▶ **The task**
Images are not part of the copy; transcribe all the data exactly.

━━━━━ Task material

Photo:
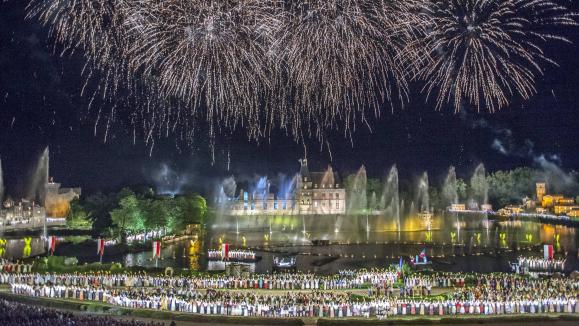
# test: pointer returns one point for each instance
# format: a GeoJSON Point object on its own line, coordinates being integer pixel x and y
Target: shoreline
{"type": "Point", "coordinates": [179, 317]}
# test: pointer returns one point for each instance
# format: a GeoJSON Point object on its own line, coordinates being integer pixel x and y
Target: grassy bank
{"type": "Point", "coordinates": [468, 320]}
{"type": "Point", "coordinates": [101, 308]}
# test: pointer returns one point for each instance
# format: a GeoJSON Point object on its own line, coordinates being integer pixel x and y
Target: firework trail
{"type": "Point", "coordinates": [192, 68]}
{"type": "Point", "coordinates": [481, 53]}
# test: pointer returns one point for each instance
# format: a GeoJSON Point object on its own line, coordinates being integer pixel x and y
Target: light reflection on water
{"type": "Point", "coordinates": [475, 245]}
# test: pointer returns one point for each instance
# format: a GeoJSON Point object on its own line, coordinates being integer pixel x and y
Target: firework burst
{"type": "Point", "coordinates": [340, 59]}
{"type": "Point", "coordinates": [484, 52]}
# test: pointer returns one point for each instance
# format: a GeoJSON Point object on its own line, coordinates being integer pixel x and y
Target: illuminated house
{"type": "Point", "coordinates": [57, 200]}
{"type": "Point", "coordinates": [20, 213]}
{"type": "Point", "coordinates": [307, 193]}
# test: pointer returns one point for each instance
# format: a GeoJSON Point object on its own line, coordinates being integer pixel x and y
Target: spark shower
{"type": "Point", "coordinates": [310, 67]}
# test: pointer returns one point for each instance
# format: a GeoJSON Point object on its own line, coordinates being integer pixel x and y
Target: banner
{"type": "Point", "coordinates": [225, 251]}
{"type": "Point", "coordinates": [548, 252]}
{"type": "Point", "coordinates": [156, 249]}
{"type": "Point", "coordinates": [51, 244]}
{"type": "Point", "coordinates": [101, 247]}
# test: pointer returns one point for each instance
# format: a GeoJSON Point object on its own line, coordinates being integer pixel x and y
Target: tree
{"type": "Point", "coordinates": [78, 217]}
{"type": "Point", "coordinates": [193, 209]}
{"type": "Point", "coordinates": [98, 206]}
{"type": "Point", "coordinates": [128, 216]}
{"type": "Point", "coordinates": [509, 187]}
{"type": "Point", "coordinates": [461, 190]}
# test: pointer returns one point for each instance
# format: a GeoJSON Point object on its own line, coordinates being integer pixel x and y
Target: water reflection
{"type": "Point", "coordinates": [454, 242]}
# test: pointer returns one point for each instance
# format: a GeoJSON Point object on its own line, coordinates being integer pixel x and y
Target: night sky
{"type": "Point", "coordinates": [40, 105]}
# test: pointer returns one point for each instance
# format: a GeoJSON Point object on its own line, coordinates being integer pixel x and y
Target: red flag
{"type": "Point", "coordinates": [51, 244]}
{"type": "Point", "coordinates": [101, 247]}
{"type": "Point", "coordinates": [548, 252]}
{"type": "Point", "coordinates": [225, 251]}
{"type": "Point", "coordinates": [157, 249]}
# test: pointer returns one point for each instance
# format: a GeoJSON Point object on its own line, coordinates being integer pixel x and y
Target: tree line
{"type": "Point", "coordinates": [128, 212]}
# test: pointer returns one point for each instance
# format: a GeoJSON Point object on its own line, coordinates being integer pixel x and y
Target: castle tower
{"type": "Point", "coordinates": [541, 191]}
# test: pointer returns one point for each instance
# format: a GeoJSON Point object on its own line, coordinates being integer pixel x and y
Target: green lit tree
{"type": "Point", "coordinates": [462, 190]}
{"type": "Point", "coordinates": [128, 217]}
{"type": "Point", "coordinates": [78, 217]}
{"type": "Point", "coordinates": [193, 209]}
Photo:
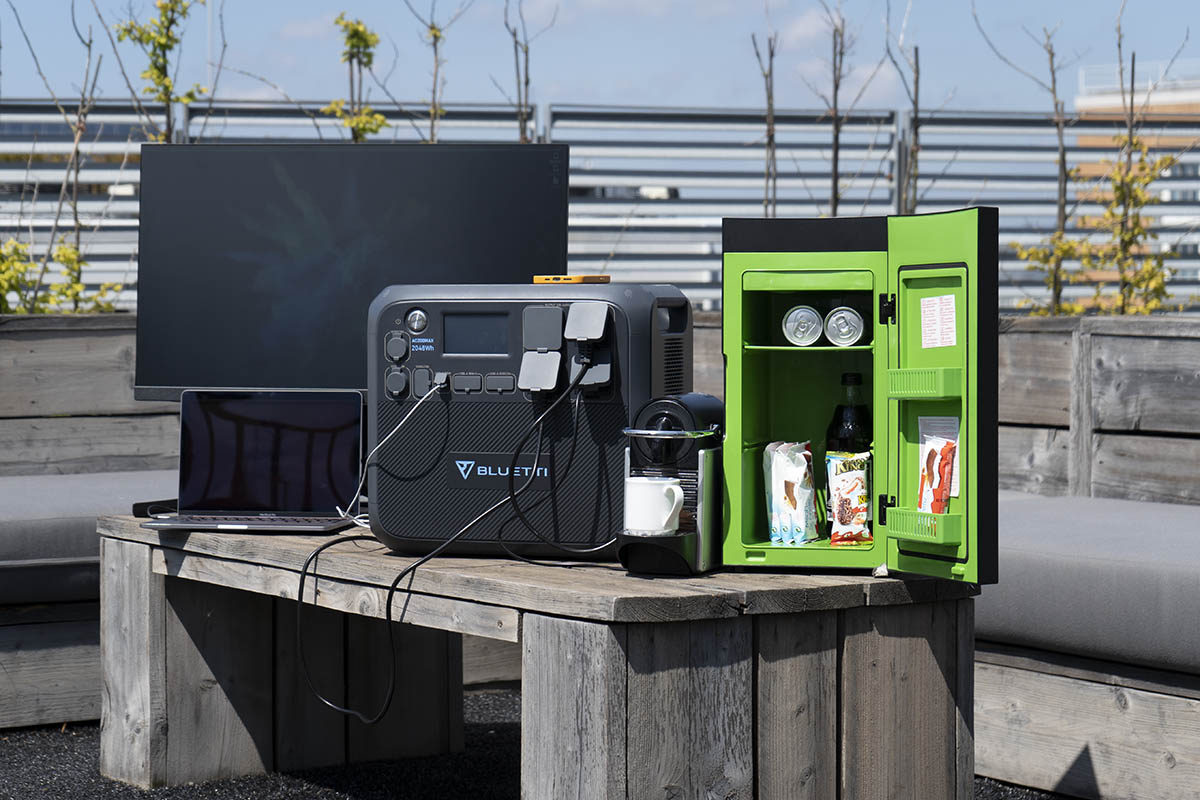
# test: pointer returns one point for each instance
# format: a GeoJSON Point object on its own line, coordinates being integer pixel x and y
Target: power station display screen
{"type": "Point", "coordinates": [479, 334]}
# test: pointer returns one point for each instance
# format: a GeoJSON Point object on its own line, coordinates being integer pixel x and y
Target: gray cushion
{"type": "Point", "coordinates": [1111, 579]}
{"type": "Point", "coordinates": [48, 543]}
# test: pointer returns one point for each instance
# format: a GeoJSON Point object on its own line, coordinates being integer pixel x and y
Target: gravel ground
{"type": "Point", "coordinates": [61, 763]}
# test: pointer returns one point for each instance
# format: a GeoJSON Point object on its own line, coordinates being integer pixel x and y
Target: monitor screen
{"type": "Point", "coordinates": [257, 262]}
{"type": "Point", "coordinates": [274, 452]}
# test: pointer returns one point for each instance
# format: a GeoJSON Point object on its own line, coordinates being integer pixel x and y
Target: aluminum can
{"type": "Point", "coordinates": [844, 326]}
{"type": "Point", "coordinates": [802, 325]}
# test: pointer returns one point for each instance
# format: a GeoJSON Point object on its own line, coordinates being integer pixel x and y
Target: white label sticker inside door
{"type": "Point", "coordinates": [937, 322]}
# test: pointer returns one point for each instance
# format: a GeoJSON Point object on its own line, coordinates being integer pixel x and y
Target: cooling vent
{"type": "Point", "coordinates": [672, 366]}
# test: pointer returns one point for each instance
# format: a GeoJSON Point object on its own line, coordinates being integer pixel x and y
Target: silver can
{"type": "Point", "coordinates": [844, 326]}
{"type": "Point", "coordinates": [802, 325]}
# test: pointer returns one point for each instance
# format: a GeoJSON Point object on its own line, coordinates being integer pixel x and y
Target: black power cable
{"type": "Point", "coordinates": [391, 590]}
{"type": "Point", "coordinates": [586, 364]}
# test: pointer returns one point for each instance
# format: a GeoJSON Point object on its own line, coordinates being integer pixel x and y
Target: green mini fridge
{"type": "Point", "coordinates": [923, 359]}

━━━━━━━━━━

▶ **Reply**
Photo:
# test: pointer returns one point for each instance
# format: a GeoJSON Point object on its own line, coordinates being integer pixel x and y
Target: shoreline
{"type": "Point", "coordinates": [179, 317]}
# test: pointer returns one point for each instance
# format: a GeoJSON Point object on its own line, coordinates being integer pixel x and y
Target: grassy bank
{"type": "Point", "coordinates": [468, 320]}
{"type": "Point", "coordinates": [101, 308]}
# test: pointer returns one point for each instance
# format: a GeoJSON Point object on its own line, coordinates being integer pixel x and y
Target: firework trail
{"type": "Point", "coordinates": [192, 68]}
{"type": "Point", "coordinates": [481, 53]}
# test: pointer returns one point for each instance
# format: a GeoJSON Point object on its own line, coordinates being integer pixel x and y
Target: light reflection on water
{"type": "Point", "coordinates": [475, 245]}
# test: pointer returns one point for each instance
# format: a GeoJSON Point object on its own line, coordinates being integer pixel x and y
Target: firework burst
{"type": "Point", "coordinates": [340, 59]}
{"type": "Point", "coordinates": [484, 52]}
# test: pointer returns one point for each instance
# format: a GeoJSON Point object on its own line, coordinates being integer pixel x and y
Target: illuminated house
{"type": "Point", "coordinates": [57, 200]}
{"type": "Point", "coordinates": [20, 213]}
{"type": "Point", "coordinates": [307, 193]}
# test: pointer returns one point for each instance
# format: a GeoJSON Point object on its own line, coordinates being integer pixel x and y
Target: spark shower
{"type": "Point", "coordinates": [310, 67]}
# test: pointer returns one point for each instance
# format: a GeoJSON Point object on its own line, coordinates being integer pixel x and y
Target: banner
{"type": "Point", "coordinates": [225, 251]}
{"type": "Point", "coordinates": [548, 252]}
{"type": "Point", "coordinates": [156, 249]}
{"type": "Point", "coordinates": [51, 244]}
{"type": "Point", "coordinates": [101, 247]}
# test: pointer returns one point for each instance
# format: a GeoJSON Point object on its own line, coordinates being integer pixel x and y
Target: tree
{"type": "Point", "coordinates": [78, 217]}
{"type": "Point", "coordinates": [193, 209]}
{"type": "Point", "coordinates": [98, 206]}
{"type": "Point", "coordinates": [128, 216]}
{"type": "Point", "coordinates": [509, 187]}
{"type": "Point", "coordinates": [461, 190]}
# test: pointer returns one point for each instance
# format: a GeoJSON Point object on its own line, coordinates being integer pixel x and y
Target: water reflection
{"type": "Point", "coordinates": [454, 242]}
# test: pointer returns one point for each instance
# format: a GeoJSON Point object on its own line, coordinates being integer pixel x and y
Target: night sky
{"type": "Point", "coordinates": [40, 105]}
# test: pointer returns one point for each instance
# format: a GeoJSON Point object on its own line, coordinates being integer pixel x and y
Target: red flag
{"type": "Point", "coordinates": [51, 244]}
{"type": "Point", "coordinates": [101, 247]}
{"type": "Point", "coordinates": [548, 252]}
{"type": "Point", "coordinates": [225, 251]}
{"type": "Point", "coordinates": [157, 249]}
# test: pointer returns one point for each instance
# format: a GeoJSON Point object on its own line, coordinates being integer pixel x and y
Target: tree line
{"type": "Point", "coordinates": [128, 212]}
# test: pointer returns one point for each instance
# format: a GeoJSON Point object on its own line, coordinates being integer pixel x and y
Target: castle tower
{"type": "Point", "coordinates": [541, 191]}
# test: pointer returns one point for each instance
# format: a GeoJSON Point object on its own line, coordinates being integer pixel x and y
Target: green lit tree
{"type": "Point", "coordinates": [462, 190]}
{"type": "Point", "coordinates": [128, 217]}
{"type": "Point", "coordinates": [78, 217]}
{"type": "Point", "coordinates": [193, 209]}
Photo:
# test: pointer returns one point for each instance
# format: a GeoJSON Point object on its own line, coordinates being integer pixel x and y
Target: power station display screen
{"type": "Point", "coordinates": [479, 334]}
# test: pointer returns one point for each instance
# format: a GeoJSON Point object on its own line, coordinates being integer pixel x and y
Target: gray cushion
{"type": "Point", "coordinates": [1111, 579]}
{"type": "Point", "coordinates": [48, 543]}
# test: pointer returns one point for each instance
# format: a GeoJSON Point object on its own line, coordinates being integer pixel x and y
Target: gravel ground
{"type": "Point", "coordinates": [61, 763]}
# test: pointer returns one point for each instance
# format: a GeoJSON Point object on its own line, coordinates being integer pixel x and y
Target: monitor screen
{"type": "Point", "coordinates": [257, 262]}
{"type": "Point", "coordinates": [274, 452]}
# test: pointer returns one point for each instance
# format: a GeoJSON Point object on its own line, coordinates being integer pixel x and y
Target: aluminum can
{"type": "Point", "coordinates": [844, 326]}
{"type": "Point", "coordinates": [802, 325]}
# test: pointer returns one point for each instance
# format: a GeoJSON Point object on its own line, coordinates being integer pixel x and y
Target: white label sticker inside door
{"type": "Point", "coordinates": [937, 322]}
# test: pointer returns one point for each instance
# format: a GeoJSON Point object on its own line, coordinates being integer pixel x and y
Target: cooling vent
{"type": "Point", "coordinates": [672, 366]}
# test: pointer returns one point for each instance
# format: a GeoJSON Point object on its own line, coordinates being integer pixel x and y
Target: silver can
{"type": "Point", "coordinates": [844, 326]}
{"type": "Point", "coordinates": [802, 325]}
# test: pointer returns one point for each instance
# format: a GeoJSON Point object on its own line, coordinates being integer pixel x and y
Target: black power cable
{"type": "Point", "coordinates": [391, 590]}
{"type": "Point", "coordinates": [586, 364]}
# test: pointer returns one point for each instance
# format: a GeoJSON Point object on its own line, coordinates being integer pixel x and y
Target: green mini fridge
{"type": "Point", "coordinates": [923, 359]}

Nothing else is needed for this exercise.